◆ **WHAT TO DO**
Your task is to copy every record exactly.

◆ **Items from a dataset**
* * * * * * *
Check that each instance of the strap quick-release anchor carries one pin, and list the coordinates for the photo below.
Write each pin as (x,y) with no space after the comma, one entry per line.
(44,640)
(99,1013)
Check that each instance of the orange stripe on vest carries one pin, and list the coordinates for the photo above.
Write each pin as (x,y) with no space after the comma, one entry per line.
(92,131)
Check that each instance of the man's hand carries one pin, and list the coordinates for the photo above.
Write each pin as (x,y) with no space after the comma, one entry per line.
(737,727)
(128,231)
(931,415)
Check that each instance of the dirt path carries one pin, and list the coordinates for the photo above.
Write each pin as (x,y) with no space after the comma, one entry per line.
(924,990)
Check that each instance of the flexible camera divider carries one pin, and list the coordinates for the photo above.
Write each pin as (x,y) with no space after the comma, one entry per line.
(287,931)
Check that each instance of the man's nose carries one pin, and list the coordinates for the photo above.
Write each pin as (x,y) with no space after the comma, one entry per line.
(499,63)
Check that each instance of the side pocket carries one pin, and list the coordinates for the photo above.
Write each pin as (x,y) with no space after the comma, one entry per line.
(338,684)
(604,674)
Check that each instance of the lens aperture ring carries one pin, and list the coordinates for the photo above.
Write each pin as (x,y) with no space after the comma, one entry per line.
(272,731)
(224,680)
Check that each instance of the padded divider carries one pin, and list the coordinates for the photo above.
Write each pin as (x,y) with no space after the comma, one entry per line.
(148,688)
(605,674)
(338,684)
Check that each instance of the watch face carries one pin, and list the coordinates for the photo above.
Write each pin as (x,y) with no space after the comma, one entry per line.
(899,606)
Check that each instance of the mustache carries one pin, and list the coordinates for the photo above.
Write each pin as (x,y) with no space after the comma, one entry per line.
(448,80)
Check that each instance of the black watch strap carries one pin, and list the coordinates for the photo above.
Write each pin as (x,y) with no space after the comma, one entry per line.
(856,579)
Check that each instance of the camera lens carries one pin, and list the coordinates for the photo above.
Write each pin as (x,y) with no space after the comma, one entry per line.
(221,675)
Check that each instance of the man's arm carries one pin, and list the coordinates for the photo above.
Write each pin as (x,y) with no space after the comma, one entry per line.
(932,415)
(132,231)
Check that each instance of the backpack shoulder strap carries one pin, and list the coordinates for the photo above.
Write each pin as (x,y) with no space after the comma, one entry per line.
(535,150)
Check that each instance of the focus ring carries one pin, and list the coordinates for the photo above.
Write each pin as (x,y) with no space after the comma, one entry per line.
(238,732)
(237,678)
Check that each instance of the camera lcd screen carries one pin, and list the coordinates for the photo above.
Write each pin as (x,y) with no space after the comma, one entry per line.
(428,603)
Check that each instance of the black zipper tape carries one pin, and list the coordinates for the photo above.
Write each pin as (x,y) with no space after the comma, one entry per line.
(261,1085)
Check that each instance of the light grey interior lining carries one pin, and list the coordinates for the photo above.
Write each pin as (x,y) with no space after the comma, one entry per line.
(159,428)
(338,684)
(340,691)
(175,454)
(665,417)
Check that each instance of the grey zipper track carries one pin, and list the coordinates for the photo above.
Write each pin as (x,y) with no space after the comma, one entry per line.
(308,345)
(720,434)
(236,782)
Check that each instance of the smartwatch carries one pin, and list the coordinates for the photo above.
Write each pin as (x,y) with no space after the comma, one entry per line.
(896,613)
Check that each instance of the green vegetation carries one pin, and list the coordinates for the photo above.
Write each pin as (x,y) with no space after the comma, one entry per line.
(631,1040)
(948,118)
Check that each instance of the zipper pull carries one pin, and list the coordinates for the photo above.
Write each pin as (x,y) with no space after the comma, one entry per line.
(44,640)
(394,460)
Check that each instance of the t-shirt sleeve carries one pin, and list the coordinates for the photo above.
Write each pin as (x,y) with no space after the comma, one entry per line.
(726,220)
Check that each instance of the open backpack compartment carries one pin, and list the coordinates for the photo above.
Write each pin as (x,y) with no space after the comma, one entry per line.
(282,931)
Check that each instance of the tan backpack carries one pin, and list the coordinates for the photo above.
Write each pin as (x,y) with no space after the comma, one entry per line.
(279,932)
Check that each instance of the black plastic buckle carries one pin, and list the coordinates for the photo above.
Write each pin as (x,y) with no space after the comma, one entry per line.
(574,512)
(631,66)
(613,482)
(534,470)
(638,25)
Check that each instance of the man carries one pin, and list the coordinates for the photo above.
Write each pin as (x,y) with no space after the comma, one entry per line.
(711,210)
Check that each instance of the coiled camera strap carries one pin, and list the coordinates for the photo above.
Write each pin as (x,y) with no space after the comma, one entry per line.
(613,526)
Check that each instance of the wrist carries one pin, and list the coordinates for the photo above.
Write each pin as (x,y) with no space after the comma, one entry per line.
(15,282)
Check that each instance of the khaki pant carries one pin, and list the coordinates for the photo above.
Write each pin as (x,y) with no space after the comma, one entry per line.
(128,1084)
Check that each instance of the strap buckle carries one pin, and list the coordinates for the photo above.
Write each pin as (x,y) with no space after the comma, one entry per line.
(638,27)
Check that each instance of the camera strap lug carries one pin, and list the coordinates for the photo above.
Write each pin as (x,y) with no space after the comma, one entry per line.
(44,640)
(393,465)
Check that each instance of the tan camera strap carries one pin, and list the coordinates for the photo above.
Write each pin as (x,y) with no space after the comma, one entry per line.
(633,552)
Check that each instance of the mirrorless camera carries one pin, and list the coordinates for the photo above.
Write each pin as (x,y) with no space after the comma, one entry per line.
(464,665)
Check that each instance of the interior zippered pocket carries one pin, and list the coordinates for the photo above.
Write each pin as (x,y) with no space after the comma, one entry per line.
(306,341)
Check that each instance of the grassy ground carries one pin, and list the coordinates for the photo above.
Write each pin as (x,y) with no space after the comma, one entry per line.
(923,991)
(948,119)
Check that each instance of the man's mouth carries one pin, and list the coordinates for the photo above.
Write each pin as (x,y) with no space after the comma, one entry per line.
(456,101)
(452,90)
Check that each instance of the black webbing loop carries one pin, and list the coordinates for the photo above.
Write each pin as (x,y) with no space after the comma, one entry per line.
* * * * * * *
◆ **FINAL RESULT**
Check that each instance of the strap quick-release anchor carries one pin, and list the coordinates for the photo below.
Write each pin as (x,y) with no space after the comma, one entry per line.
(44,640)
(99,1013)
Check that each instance of the orange stripe on vest carries one pin, and list the coordinates for the photo above.
Write each pin as (x,y) with no space after the comma, one entry per line.
(92,131)
Check that each instance of the man's hand carries one pin, and list the coordinates for the photo above.
Write each pin as (x,y) with no space after the comma, one entry per line.
(737,727)
(128,231)
(931,415)
Check that each instance of the dirt path carries one pin, and list the coordinates for the photo above.
Write each pin as (x,y) with no space after the comma, one entry per line.
(924,990)
Check that each instance of the flexible camera divider carries one pin, and list the coordinates for the photo above.
Write each pin as (x,y) with no space after the comma, one entry per line.
(287,931)
Check that each instance of the man's nose carries one pin, and list the coordinates for the photo above.
Write each pin as (x,y) with no space after the comma, one entry per line.
(499,63)
Check that each instance of the side pocket carries one pin, and list the coordinates for the photo above.
Write each pin as (x,y) with no space after the comma, one entry per line.
(338,684)
(604,674)
Check that each instance of the lens aperture ring carries one pin, and list the coordinates for the photo above.
Write each pin as (x,y) with no space after the comma, one entry per line.
(272,731)
(224,680)
Check that each instance of the padded divider carries one pin, and list the coordinates for the photo above.
Write each pin as (x,y) with no space after the comma, one entry per line.
(148,688)
(605,674)
(338,684)
Check that each instance of the watch face carries one pin, and list the coordinates for the photo above.
Write each pin as (x,y) with no space after the comma, one entry per line.
(899,606)
Check that each instance of the mustache carries one pin, and list the coordinates for the photo above.
Write each pin as (x,y) with no space after the comma, one entry per line.
(448,80)
Check that each instance of the black watch strap carries one pin, and list the coordinates for the photo above.
Write each pin as (x,y) with no space after the comma, one entry per line.
(856,579)
Check that each instance of the camera lens carries one pin, and list the coordinates for the photo above.
Write each pin as (x,y) with no space after the comma, one entry per line.
(221,675)
Check that each instance of the man's arm carries one pin, and list the coordinates for the photo above.
Write each pin as (x,y) with no space after the comma, one entry per line.
(932,415)
(132,231)
Check that each instance of the backpack shoulder strap carries one pin, and list the coordinates for the photo above.
Write each pin as (x,y) with no space after the comma, one entry per line.
(535,150)
Check that each instance of the focus ring carries one pin, and list the coordinates for the photo above.
Write each pin as (x,y) with no space after the comma, one entry per line.
(238,732)
(237,678)
Check that each instance of the camera lcd screen carries one pin, and list the coordinates for the photo above.
Write each pin as (x,y) with no space after the comma, one entry per line.
(428,603)
Check that each instance of the black zipper tape carries one pin, and list the coordinates for the photo above.
Write each pin as (x,y) with no space after the comma, one entry per line.
(261,1085)
Check that each instance of the light grey interior lining carries one pin, and list the coordinates for the photo above.
Write each pin as (x,y) with no space after the comma, one entry per line.
(159,428)
(338,684)
(340,691)
(175,454)
(665,417)
Check that each instance of the grey zipper track carries one pin, and list the coordinates for the photo above.
Write each pin as (x,y) with no space after the comma, one entry per line.
(308,345)
(720,434)
(236,782)
Check that each instance of the smartwatch carries one pin, and list the coordinates for the photo above.
Write each pin as (x,y) with no space after the comma, one entry per line.
(896,613)
Check that each instance of the green vegetation carries one pin, and list the coordinates for the photo above.
Write each pin as (x,y) with no space after the comma, one entry per line.
(631,1040)
(948,118)
Check that each instance of the zipper pull carries one pin, and list the coordinates for the photo above.
Write each pin as (x,y) with no space after the comma, one entry per line.
(44,640)
(394,460)
Check that each instance of the t-shirt sleeve carries one pin, and list the coordinates for the photo above.
Write each pin as (x,y) with no space after the comma, one entry per line.
(726,220)
Check that each instance of the open backpack compartment carries one pin, and list the coordinates for the photo above.
Write each pin as (x,y) with no space after the comma, one entry per line.
(282,931)
Check that each instance of the tan backpack carries one pin, and list the coordinates for the photo above.
Write each pin as (x,y) with no space after the comma, one entry per line.
(279,932)
Check that each instance of the black plastic buckle carries one pin, and list the coordinates for the photo above.
Write each pin as (x,y) with no space after the comma, one entry per line.
(574,512)
(631,66)
(613,482)
(534,470)
(638,25)
Check that each instance of the man carries one pin, and list the coordinates for the photo above.
Write each pin as (x,y) with no space after the comma, one entry per line.
(711,210)
Check that each instance of the coiled camera strap carries one pin, and list the coordinates for the photo above.
Write each pin as (x,y) with no space after the comma, one entry per line.
(613,526)
Check that each instance of the wrist carries one pin, and list the coordinates for the photo above.
Write each pin as (x,y) with no space after the comma, one entry per line.
(15,282)
Check that each instance of the khaki pant carries one pin, and list the coordinates for the photo above.
Write each pin as (x,y) with no space after the comma, one entry per line.
(128,1084)
Check that each instance of the strap buckle carries one pin, and list the coordinates for the photo above.
Write each pin as (x,y) with no space after the comma, one entry per line.
(638,27)
Check that each instance of the camera strap lug carries one pin, and list the coordinates for the photo above.
Write each pin as (x,y) with no space after the comma, one entry per line.
(44,640)
(393,465)
Check that each instance of the tan camera strap carries one pin, and list the coordinates for the photo above.
Write each pin as (x,y) with no space after the comma, one entry per line.
(633,552)
Check that each instance of the mirrorless camera carries one pin, and list the coordinates for the photo above.
Write each pin as (x,y) with no space after the comma, one entry per line.
(464,665)
Check that each instance of the interior zippered pocket carries one pin, and list the coordinates for the photo above.
Write each pin as (x,y) with no space after the comma, one entry per line.
(306,341)
Check that each instance of the grassy ground carries one pin, and list the coordinates for the photo above.
Write each pin as (x,y) with no space after the comma, one entry per line.
(923,991)
(948,119)
Check that each instance of the man's mouth carries one pin, and list the coordinates for the photo above.
Write each pin as (x,y) with no space after the comma, one entry per line.
(456,101)
(452,90)
Check that each instance of the black webbing loop carries one pin, and list the coordinates for the photo above.
Write each pin as (x,y) with no space after the comma, one entry per line.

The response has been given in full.